[WORK TASK 1]: Write out the passage on empirical diagnosis from "Nature-morte aux trois" through "and logical assumptions.", including both.
[WORK TASK 2]: List the statistical analyses that the passage on empirical diagnosis names as strategies employed.

[SOURCE EXTRACT]:
^^^^

09 avril 2009

It is a melancholy truth that even great men have their poor relations.


Nature-morte aux trois crânes, Paul Cézanne, 1900.

Diagnostic consensus should reflect empirically derived data as well as experience. In the former effort, syndromes are identified as they seem to occur naturally among large groups of patients or in community samples. Rather than assigning each patient to a category predetermined by expert consensus, the sample’s inherent groupings are determined by statistical modeling and then given descriptive names.

Psychopathology and other clinical features expressed by each subject are systematically recorded and that database subjected to statistical analyses designed to reveal ‘‘patterns’’ of signs and symptoms. A well-defined pattern is assumed to represent a coherent condition when it is supported by mathematical and logical assumptions.

The validity of the pattern, however, must be tested against external variables not used to generate the patterns. Different statistical techniques have been used. Factor, discriminant function, cluster, and latent class analyses are among the strategies employed. The identified
groups are observed for treatment response, laboratory findings, family history, and other independent criteria to determine if the groups remain distinct.
Such an empirical process begins, however, with preconceptions. The patient groups are typically hospitalized psychiatric patients who were first clinically diagnosed by the expert consensus system. The starting point is almost always the ‘‘psychiatric patient,’’ and the search for patterns of depressive illness typically begins with patients labeled ‘‘depressed’’ by other systems. Examining non-patient community samples partially overcomes this bias, but these studies are few and have their own limitations. Thus, the empirical strategy is a refinement of the expert consensus, not a distinctly diVerent approach.

The empirical technique also has methodological limitations. The quality of psychopathology rating scales is uneven. The items to be measured and their ranges are arbitrary. The degree of interrater reliability and the raters’ clinical skills influence results. In community sample studies, the training of the assessors is often poor compared to the quality and training of raters of hospital-based patients. The instruments used in community studies, while psychometrically sophisticated, are phenomenologically simplistic. They ignore the duration, sequence of appearance, and severity relationships among symptoms.

Ascertainment bias influences results. Psychotic features are more commonly recognized in hospitalized depressed patients than in outpatients. A study of outpatients might not identify psychotic depression as readily as an analysis of inpatients. Differences in samples and sampling, clinical instruments used, the skills of the examiners, and the statistical methods employed are better explanations for differences in patterns identified across studies than any inherent differences in psychopathology in the samples.

^^^^

[INFORMATION PROVIDED]:
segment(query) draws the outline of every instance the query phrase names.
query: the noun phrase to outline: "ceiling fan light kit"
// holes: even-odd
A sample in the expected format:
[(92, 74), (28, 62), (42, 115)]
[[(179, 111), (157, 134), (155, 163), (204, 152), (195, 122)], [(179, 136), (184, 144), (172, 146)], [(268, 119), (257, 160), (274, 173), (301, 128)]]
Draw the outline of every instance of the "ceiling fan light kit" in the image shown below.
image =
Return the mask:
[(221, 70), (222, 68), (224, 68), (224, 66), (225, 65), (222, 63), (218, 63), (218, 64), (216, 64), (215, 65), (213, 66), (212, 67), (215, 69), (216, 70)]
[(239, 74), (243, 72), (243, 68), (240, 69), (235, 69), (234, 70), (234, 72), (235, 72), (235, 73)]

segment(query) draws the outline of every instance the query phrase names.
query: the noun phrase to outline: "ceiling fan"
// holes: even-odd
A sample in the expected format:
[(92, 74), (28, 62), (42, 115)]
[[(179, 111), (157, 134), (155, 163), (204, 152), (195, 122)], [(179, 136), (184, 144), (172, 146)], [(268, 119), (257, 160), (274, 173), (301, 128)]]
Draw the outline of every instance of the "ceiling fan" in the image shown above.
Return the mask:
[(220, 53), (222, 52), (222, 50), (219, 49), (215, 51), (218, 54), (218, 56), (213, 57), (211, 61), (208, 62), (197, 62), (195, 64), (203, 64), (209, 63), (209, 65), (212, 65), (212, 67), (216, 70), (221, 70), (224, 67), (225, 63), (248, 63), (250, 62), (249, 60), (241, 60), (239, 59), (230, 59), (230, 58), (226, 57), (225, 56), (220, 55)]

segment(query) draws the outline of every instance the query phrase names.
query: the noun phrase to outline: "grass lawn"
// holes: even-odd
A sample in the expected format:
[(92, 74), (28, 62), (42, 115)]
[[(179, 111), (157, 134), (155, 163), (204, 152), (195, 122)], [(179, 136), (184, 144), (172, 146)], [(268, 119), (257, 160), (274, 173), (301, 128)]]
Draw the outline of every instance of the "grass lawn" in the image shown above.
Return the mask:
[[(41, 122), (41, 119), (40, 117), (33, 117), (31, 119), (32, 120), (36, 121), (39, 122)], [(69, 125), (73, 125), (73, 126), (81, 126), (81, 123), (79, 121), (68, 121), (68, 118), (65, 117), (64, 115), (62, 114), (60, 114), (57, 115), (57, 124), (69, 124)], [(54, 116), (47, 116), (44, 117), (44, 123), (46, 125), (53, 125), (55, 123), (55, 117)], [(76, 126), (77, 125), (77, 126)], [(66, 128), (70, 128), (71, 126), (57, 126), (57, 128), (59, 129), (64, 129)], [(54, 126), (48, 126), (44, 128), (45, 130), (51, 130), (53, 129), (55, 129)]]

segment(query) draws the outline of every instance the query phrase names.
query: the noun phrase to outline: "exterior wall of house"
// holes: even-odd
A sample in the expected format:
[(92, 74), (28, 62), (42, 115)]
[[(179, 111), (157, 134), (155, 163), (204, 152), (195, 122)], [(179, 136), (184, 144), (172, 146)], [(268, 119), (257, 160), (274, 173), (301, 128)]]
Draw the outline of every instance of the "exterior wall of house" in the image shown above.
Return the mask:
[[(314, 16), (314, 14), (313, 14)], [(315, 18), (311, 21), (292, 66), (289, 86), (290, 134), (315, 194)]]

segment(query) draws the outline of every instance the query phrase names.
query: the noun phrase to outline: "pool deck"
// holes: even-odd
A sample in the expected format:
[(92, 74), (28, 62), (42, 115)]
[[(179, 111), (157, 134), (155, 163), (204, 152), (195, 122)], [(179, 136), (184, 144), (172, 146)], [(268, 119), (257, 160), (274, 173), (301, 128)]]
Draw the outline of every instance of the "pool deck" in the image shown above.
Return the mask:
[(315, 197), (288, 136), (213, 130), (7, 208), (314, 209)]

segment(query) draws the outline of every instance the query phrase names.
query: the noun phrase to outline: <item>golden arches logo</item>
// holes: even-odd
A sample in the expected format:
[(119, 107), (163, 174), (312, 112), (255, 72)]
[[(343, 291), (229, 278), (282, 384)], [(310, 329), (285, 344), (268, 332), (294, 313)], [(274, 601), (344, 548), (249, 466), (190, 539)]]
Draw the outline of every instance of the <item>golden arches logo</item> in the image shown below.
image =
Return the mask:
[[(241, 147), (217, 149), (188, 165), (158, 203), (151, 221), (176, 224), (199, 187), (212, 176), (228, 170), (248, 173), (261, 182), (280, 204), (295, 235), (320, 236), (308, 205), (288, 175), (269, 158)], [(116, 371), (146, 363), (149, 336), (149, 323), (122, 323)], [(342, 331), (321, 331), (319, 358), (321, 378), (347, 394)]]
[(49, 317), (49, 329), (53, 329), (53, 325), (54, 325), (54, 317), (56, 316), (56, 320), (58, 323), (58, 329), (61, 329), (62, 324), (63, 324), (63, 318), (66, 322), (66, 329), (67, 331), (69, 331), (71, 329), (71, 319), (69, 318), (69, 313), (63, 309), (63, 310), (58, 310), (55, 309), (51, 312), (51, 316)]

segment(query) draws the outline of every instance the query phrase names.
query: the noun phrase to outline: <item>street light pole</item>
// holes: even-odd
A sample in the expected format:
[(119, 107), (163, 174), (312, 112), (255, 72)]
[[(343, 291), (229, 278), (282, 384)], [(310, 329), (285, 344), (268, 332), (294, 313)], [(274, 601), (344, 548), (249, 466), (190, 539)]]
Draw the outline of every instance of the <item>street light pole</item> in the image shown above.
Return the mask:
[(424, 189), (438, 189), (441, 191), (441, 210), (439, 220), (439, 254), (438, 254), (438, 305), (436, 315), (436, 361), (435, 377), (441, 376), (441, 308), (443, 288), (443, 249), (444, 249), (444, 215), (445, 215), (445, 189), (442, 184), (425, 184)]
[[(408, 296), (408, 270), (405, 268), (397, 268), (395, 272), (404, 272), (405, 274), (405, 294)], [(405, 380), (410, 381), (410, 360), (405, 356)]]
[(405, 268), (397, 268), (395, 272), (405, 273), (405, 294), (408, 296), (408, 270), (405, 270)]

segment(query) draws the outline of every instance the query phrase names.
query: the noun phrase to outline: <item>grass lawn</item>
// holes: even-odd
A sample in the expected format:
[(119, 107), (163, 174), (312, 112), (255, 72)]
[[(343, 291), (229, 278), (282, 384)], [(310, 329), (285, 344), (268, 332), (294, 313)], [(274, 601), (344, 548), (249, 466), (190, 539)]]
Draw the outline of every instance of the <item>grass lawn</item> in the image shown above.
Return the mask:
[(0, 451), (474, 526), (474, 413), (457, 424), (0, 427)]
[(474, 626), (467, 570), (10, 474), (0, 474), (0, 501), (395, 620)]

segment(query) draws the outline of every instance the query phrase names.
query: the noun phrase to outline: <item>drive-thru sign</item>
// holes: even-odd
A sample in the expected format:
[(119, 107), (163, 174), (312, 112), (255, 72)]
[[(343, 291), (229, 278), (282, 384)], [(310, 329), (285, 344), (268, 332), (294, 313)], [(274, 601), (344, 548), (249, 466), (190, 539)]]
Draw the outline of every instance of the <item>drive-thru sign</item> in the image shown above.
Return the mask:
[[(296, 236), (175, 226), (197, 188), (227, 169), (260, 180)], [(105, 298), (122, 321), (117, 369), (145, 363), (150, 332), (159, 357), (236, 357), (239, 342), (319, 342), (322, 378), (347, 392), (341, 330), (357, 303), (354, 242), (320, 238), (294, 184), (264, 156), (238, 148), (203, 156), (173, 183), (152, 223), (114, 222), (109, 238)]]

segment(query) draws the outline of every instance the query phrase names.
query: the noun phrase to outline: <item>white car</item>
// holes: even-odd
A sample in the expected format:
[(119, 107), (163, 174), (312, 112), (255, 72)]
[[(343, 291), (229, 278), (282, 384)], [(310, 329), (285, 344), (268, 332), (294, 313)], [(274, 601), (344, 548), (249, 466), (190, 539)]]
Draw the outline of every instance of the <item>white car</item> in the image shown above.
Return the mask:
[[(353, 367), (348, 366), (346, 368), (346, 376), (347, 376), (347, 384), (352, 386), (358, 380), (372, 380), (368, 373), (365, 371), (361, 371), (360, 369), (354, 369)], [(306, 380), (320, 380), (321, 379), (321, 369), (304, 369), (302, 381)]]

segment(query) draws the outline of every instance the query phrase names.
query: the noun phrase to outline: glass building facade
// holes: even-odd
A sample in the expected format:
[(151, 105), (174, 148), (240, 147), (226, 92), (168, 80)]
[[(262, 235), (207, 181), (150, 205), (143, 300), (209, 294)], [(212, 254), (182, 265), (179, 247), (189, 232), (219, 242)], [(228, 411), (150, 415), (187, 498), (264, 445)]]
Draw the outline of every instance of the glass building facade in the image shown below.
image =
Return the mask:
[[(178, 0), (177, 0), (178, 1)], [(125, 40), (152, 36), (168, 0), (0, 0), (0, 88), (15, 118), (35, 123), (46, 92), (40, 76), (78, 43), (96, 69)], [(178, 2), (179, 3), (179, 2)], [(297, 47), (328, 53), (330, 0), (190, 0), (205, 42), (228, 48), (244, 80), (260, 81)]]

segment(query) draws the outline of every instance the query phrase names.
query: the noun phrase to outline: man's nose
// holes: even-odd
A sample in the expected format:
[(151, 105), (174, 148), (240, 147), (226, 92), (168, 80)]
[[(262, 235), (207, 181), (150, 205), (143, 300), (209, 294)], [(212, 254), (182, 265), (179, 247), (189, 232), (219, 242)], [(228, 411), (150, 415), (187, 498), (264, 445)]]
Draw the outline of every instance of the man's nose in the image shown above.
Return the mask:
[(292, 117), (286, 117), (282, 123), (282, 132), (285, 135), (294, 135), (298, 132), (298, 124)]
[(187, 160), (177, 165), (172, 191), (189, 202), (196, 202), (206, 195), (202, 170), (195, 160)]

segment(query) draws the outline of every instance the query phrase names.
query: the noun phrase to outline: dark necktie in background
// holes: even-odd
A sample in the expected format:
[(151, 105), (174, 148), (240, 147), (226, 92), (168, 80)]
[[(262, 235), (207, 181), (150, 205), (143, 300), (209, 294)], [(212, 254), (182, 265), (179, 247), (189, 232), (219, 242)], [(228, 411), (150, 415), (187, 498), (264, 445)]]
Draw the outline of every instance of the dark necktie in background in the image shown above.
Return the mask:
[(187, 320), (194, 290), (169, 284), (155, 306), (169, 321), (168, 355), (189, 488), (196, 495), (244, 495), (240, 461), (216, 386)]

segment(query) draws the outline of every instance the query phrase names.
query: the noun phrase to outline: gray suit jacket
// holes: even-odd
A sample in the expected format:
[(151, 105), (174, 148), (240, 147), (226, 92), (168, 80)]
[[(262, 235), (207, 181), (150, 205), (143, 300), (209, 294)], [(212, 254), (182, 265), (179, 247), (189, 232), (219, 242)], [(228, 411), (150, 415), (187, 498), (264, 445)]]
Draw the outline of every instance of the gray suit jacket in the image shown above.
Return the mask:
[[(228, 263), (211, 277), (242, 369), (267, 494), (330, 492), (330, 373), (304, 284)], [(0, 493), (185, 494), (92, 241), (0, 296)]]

^^^^

[YOUR RESPONSE 1]:
Nature-morte aux trois crânes, Paul Cézanne, 1900.

Diagnostic consensus should reflect empirically derived data as well as experience. In the former effort, syndromes are identified as they seem to occur naturally among large groups of patients or in community samples. Rather than assigning each patient to a category predetermined by expert consensus, the sample’s inherent groupings are determined by statistical modeling and then given descriptive names.

Psychopathology and other clinical features expressed by each subject are systematically recorded and that database subjected to statistical analyses designed to reveal ‘‘patterns’’ of signs and symptoms. A well-defined pattern is assumed to represent a coherent condition when it is supported by mathematical and logical assumptions.

[YOUR RESPONSE 2]:
Factor analysis
Discriminant function analysis
Cluster analysis
Latent class analysis